=== Information shown ===

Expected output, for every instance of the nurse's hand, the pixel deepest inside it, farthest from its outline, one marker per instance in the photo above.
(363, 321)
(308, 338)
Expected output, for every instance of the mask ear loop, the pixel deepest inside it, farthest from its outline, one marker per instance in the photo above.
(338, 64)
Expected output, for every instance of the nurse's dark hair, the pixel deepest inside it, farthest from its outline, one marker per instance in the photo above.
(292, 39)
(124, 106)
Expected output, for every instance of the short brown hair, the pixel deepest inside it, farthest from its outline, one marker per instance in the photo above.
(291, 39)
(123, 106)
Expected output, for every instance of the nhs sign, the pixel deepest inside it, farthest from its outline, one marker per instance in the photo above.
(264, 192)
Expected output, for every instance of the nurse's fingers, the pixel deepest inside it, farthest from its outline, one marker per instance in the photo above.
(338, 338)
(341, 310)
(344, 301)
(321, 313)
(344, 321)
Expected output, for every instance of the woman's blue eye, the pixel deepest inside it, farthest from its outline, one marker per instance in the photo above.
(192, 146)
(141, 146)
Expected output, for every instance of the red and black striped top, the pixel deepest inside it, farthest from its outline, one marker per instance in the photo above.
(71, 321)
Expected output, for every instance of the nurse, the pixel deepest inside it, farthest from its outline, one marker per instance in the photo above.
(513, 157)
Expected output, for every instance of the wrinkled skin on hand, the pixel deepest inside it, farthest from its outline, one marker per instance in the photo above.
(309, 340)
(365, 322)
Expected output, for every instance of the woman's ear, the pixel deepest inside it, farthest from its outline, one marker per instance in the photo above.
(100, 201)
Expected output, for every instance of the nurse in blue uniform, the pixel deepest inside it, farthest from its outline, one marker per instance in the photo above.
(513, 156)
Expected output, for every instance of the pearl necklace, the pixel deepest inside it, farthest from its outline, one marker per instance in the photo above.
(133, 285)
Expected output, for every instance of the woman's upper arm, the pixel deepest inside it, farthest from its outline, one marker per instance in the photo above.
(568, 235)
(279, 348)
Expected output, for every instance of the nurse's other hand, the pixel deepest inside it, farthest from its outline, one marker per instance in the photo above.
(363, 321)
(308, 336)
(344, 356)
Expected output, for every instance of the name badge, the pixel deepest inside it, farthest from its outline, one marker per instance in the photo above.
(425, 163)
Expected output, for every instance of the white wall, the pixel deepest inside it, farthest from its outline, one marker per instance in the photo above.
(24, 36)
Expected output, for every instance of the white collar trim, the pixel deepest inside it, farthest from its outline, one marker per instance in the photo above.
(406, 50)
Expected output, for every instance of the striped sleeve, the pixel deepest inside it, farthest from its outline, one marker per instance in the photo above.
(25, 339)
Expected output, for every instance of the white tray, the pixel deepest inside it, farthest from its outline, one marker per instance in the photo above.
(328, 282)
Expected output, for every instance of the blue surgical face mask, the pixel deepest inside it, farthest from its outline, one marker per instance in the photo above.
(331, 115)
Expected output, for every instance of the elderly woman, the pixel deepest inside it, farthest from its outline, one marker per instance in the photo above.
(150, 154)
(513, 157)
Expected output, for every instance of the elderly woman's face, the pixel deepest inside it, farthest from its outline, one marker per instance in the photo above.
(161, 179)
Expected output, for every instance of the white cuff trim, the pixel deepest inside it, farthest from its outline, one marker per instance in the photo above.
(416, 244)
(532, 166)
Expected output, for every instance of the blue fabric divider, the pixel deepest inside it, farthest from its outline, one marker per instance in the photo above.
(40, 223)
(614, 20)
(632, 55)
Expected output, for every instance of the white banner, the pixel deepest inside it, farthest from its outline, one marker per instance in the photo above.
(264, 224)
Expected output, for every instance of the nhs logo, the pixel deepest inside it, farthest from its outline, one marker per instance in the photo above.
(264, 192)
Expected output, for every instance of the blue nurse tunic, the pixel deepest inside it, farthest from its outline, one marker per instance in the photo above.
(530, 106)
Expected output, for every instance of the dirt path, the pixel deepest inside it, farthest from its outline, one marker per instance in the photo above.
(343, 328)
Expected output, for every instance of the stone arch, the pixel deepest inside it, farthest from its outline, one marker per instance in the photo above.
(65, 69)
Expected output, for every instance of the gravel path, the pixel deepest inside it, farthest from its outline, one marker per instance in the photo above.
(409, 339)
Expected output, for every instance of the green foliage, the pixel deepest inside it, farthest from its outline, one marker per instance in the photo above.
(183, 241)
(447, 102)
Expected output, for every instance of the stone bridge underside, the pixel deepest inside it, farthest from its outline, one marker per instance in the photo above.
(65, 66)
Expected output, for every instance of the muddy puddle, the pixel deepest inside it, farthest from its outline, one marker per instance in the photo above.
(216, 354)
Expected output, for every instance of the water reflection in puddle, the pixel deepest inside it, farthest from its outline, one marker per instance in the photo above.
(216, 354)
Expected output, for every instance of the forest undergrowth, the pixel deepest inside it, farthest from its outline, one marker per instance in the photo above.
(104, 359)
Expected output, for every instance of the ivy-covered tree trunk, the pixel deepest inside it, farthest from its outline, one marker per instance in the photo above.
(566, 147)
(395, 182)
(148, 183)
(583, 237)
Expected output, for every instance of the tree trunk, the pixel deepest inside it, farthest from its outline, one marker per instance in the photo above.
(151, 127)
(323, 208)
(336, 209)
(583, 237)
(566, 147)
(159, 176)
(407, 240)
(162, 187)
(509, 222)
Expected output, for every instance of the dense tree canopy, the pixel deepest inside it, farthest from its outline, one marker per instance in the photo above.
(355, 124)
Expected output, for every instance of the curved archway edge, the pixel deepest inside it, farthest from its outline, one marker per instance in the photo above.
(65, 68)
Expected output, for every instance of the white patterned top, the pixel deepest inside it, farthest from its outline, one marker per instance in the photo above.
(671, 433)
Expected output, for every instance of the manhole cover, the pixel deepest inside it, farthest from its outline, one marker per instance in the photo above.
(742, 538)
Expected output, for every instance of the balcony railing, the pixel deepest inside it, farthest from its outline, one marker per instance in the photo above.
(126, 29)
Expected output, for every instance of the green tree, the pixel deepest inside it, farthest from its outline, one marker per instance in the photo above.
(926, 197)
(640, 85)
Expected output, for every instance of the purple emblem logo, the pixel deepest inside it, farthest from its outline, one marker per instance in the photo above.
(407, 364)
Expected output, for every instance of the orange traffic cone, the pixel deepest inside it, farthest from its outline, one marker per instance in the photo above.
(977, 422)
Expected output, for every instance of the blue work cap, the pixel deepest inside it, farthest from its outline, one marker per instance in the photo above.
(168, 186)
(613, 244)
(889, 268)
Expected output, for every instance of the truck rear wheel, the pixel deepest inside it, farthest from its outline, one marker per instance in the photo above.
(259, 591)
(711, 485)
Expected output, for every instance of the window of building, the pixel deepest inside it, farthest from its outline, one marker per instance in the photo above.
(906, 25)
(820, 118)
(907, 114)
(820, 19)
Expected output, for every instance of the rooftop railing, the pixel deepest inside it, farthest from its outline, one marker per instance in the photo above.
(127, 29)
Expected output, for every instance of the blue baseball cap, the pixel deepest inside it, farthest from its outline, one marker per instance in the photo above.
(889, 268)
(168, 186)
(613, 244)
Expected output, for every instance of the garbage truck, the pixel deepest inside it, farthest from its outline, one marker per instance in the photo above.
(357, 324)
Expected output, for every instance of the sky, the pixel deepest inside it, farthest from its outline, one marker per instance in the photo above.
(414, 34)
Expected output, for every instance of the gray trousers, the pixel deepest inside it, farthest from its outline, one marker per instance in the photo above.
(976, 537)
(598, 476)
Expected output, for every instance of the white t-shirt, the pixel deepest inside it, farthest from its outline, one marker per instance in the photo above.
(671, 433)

===

## What to produce
Working from the material above, retype it in its entirety without change.

## Complete answer
Expected output, for every instance of the nurse's hand, the pixel deepest inside it, farthest from its outline, one marker per instance in the photo above.
(363, 321)
(308, 338)
Expected output, for every instance of the mask ear loop, the pixel deepest inside it, farthest from its outline, one marker per instance in the photo above.
(338, 64)
Expected output, for every instance of the nurse's dark hair, the pixel deepest inside it, farthest from its outline, one marker per instance in the photo above.
(292, 39)
(124, 106)
Expected output, for every instance of the short brown hair, the pixel deepest inside it, farthest from its outline, one marker per instance in the photo above.
(291, 39)
(123, 106)
Expected output, for every instance of the nhs sign, the pixel deepest inside it, farthest from its outline, one marker per instance in the photo above.
(264, 192)
Expected output, for every instance of the nurse's fingers, the pixel deepest inside it, farthest from its outline, one marker per instance in the photo above.
(338, 338)
(341, 310)
(344, 301)
(321, 313)
(344, 321)
Expected output, for every instance of the woman's blue eye, the pixel deepest inside it, farthest from its outline, one marker per instance in the photo above.
(192, 146)
(141, 146)
Expected output, for every instance of the red and black striped top, the pixel deepest inside it, farthest from its outline, one marker per instance in the photo above.
(71, 321)
Expected output, for every instance of the nurse, the pixel deepest inside it, farthest from its outline, one marker per instance in the photo above.
(513, 157)
Expected output, for every instance of the wrinkled skin on hand, the pixel deepest inside it, farthest from its outline, one marker per instance in the photo above.
(309, 340)
(365, 322)
Expected output, for every instance of the woman's ear, the pixel deepest inside it, farthest from its outline, one marker per instance in the photo above.
(100, 201)
Expected output, for every instance of the nurse in blue uniform, the pixel deepest inside it, farthest from its outline, one marker per instance in the photo above.
(513, 156)
Expected output, for every instance of the pearl necklace, the pixel deepest inside it, farthest from its outline, one marker per instance in the photo above.
(133, 285)
Expected output, for every instance of the woman's upper arm, the pixel deepest inside it, farthest from its outline, one marker per instance in the photo above.
(568, 235)
(279, 348)
Expected output, for every instance of the nurse's other hand, the pixel deepest inside it, farthest from its outline, one marker per instance in the photo above.
(363, 321)
(308, 336)
(344, 356)
Expected output, for every instance of the name badge, the pixel deepest inside it, farthest from its outline, one marker per instance in the photo above.
(425, 163)
Expected output, for every instance of the white wall, the pixel deepest inside it, farthest from its outline, one marker per instance in the photo above.
(24, 36)
Expected output, for every instance of the white collar trim, the pixel deepest inside it, farthest from its outline, one marker per instance in the photo above.
(406, 50)
Expected output, for every instance of the striped sleeve, the pixel deepest inside it, farthest from its outline, one marker per instance in the photo above.
(25, 339)
Expected output, for every instance of the white tray, the pixel deepest inside it, farthest from its outline, one marker per instance in the photo above.
(328, 282)
Expected output, for every instance of the blue surgical face mask, the pixel deepest inside it, farthest from its outline, one marker per instance in the photo above.
(331, 115)
Expected output, for every instance of the elderly woman, the pixel deepest inside it, farthest from its outline, one marker per instance in the photo above.
(150, 154)
(513, 157)
Expected output, for every instance of the elderly woman's face, the pixel deepest inside it, farthest from its outline, one marker per instance in the photo above.
(161, 179)
Expected output, for every instance of the white cuff trim, the pixel deepest inside it, farthest from its outline, one marker per instance in the photo above.
(416, 244)
(532, 166)
Expected output, for every instance of the blue fabric divider, the pixel deepest inside it, farthest from its outline, one marker per instance in the photo above.
(40, 223)
(614, 20)
(632, 55)
Expected output, for every instance of the white banner, the pixel deepest inside it, farthest from its outline, one marker per instance in the photo above.
(264, 224)
Expected output, for every instance of the nhs logo, the pixel deepest inside it, farthest from its outline, one marker per instance in the photo above.
(264, 192)
Expected output, for every instance of the blue nurse tunic, the pixel deepest inside it, farthest from its outline, one marker per instance in the photo above.
(530, 106)
Expected output, for every instance of the dirt path, the pixel deepest inside it, farthest from its outline, one marker per instance in the photo above.
(343, 328)
Expected output, for every instance of the stone arch, the pixel deepest inside it, farthest from its outline, one marker per instance in the photo above.
(65, 69)
Expected output, for every instance of the gravel path, the pixel deepest inside it, farthest from its outline, one marker per instance in the photo above.
(409, 339)
Expected output, for every instance of the green foliage, the pixel deepest inside it, farthest from its outline, one marker per instance in the photo above.
(183, 241)
(447, 102)
Expected output, for every instance of the stone bridge underside, the pixel deepest inside it, farthest from its outline, one marker per instance in the photo above.
(65, 66)
Expected output, for every instance of the muddy puddle, the pixel deepest inside it, farthest from its outline, one marker per instance in the photo above.
(216, 354)
Expected output, for every instance of the water reflection in puddle, the pixel deepest inside it, farthest from its outline, one marker per instance in the photo above.
(216, 354)
Expected output, for every instance of the forest undergrowth, the pixel deepest inside it, farthest from its outline, one marker per instance in the photo above.
(104, 359)
Expected output, for every instance of the ivy-covered tree trunk, the pixel deepest inside it, farthest from its outline, one marker per instance in the photo above.
(566, 147)
(395, 182)
(148, 183)
(583, 237)
Expected output, for every instance of the tree trunk, the pixel deepest inside it, farthest from its outline, one marker per instance in the photo above.
(151, 127)
(323, 208)
(336, 209)
(583, 237)
(566, 147)
(159, 176)
(407, 240)
(162, 187)
(509, 222)
Expected output, for every instance of the dense tree canopy, the pixel deepest inside it, farthest from its outline, one marker per instance in the photo above.
(355, 124)
Expected output, for every instance of the curved archway edge, the pixel deepest inside it, farthest from its outline, one marker per instance in the photo above.
(65, 68)
Expected output, for every instance of the white patterned top, the pixel deepest inside it, farthest from its outline, one marker per instance in the photo above.
(671, 433)
Expected output, for every instance of the manhole cover, the pixel deepest inside it, farthest from its outline, one marker per instance in the photo above.
(742, 538)
Expected output, for every instance of the balcony railing, the pixel deepest inside it, farthest from its outline, one marker per instance in the photo above.
(126, 29)
Expected output, for every instance of the green tree, the pixel deepest inside it, farthest from its outline, one marker per instance in the photo above.
(926, 197)
(640, 85)
Expected output, for every instance of the purple emblem logo, the pixel deepest inside it, farthest from its outline, one marker per instance in the photo above.
(407, 364)
Expected output, for every instance of the orange traffic cone, the pixel deepest inside it, farthest from its outline, one marker per instance in the photo above.
(977, 422)
Expected output, for every instance of the blue work cap, the pixel deepest inside it, farthest from its outline, one marker per instance in the photo above.
(168, 186)
(613, 244)
(889, 268)
Expected output, for every instance of the truck rear wheel, the pixel deepest inside it, farthest from its outline, one marker per instance in the photo above.
(259, 591)
(711, 485)
Expected output, for every instance of the window of building, the pixel deepest inside it, farthest from its outline, one marker per instance in the photo above.
(906, 25)
(820, 118)
(907, 114)
(820, 19)
Expected output, for every instance of the rooftop railing, the pixel deepest inside it, farthest from its outline, one marker per instance in the photo above.
(127, 29)
Expected output, for every instance of the blue baseball cap, the pixel deepest inside it, farthest from its outline, one marker per instance in the photo above.
(889, 268)
(168, 186)
(613, 244)
Expected output, for every instance of the garbage truck, the pixel deepest inside it, farthest from its outline, one marker per instance in the photo above.
(357, 324)
Expected output, for every instance of the sky, the pixel deepest inside it, farthest from its outline, one marker per instance in the photo above.
(414, 34)
Expected output, for every instance of the gray trousers, the pixel deepest inside it, farthest from its outline, one marker per instance in the photo above.
(976, 537)
(598, 476)
Expected output, for every instance of the white t-shirt, the pixel deepest inside it, farthest from its outline, one marker per instance in the photo above.
(671, 433)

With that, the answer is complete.